-- Begin RECORDS FOR THIS TASK --

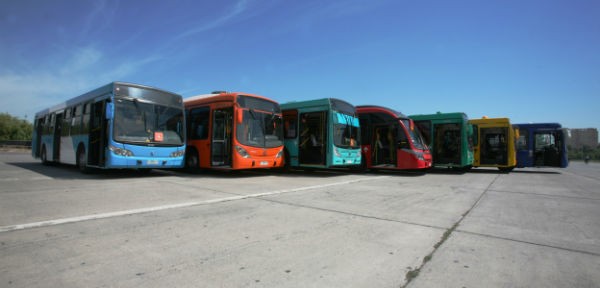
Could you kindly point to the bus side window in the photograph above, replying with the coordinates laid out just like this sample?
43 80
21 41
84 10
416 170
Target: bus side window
474 129
365 131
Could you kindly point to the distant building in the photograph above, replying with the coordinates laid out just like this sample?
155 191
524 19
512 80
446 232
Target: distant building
578 138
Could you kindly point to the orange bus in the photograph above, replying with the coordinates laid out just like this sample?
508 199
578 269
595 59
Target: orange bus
232 131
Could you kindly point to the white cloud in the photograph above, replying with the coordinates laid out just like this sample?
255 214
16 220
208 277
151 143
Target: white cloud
25 93
239 8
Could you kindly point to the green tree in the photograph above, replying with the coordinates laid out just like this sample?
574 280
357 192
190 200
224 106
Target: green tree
13 128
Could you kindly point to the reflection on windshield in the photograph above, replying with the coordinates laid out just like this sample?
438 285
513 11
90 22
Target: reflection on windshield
415 136
260 129
137 122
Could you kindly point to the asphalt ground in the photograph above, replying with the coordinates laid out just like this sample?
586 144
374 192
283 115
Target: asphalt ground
535 227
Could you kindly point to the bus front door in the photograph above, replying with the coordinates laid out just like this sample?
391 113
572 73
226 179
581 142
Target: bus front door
384 146
311 148
97 139
548 148
494 146
447 143
221 137
56 138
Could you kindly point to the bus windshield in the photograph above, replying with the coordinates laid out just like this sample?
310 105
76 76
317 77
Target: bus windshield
415 136
260 129
258 104
346 131
147 123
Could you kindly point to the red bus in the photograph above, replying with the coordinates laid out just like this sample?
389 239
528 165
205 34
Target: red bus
232 131
390 140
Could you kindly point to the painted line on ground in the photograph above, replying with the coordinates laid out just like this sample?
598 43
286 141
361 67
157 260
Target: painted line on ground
172 206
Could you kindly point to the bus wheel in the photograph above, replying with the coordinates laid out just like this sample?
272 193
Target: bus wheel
191 160
82 161
44 156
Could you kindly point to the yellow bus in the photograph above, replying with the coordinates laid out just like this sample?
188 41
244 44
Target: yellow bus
494 143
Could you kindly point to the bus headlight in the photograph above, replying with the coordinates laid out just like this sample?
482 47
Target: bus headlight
177 153
120 151
242 151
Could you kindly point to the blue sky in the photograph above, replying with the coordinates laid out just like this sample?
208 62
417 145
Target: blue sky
531 61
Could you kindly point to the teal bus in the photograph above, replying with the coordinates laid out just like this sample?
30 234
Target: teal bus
119 125
322 133
450 138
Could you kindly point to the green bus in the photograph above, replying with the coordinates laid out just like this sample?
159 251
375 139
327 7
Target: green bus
321 133
450 138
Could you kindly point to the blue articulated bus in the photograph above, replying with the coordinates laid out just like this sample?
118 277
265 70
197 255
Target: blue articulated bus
119 125
541 145
322 133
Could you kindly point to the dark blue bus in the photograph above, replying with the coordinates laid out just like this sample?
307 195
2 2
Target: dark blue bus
541 145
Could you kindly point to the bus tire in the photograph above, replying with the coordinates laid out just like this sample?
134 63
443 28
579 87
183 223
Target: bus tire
44 156
81 160
191 160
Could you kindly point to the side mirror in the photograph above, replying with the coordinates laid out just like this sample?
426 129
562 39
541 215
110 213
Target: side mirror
110 108
403 145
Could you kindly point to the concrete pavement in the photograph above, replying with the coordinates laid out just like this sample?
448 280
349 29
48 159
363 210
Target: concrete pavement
529 228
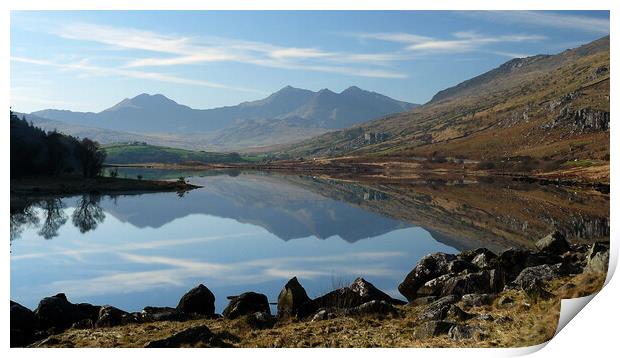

-- End RECORDS FOR THIS TASK --

• WRITTEN REQUEST:
Show every line of the records that contains the string "articulated", and treat case as significant.

• FINISHED ANSWER:
Could you kindly point to the blue articulated bus in the photograph above, replying with the coordinates laid out just like this sample?
Target: blue articulated bus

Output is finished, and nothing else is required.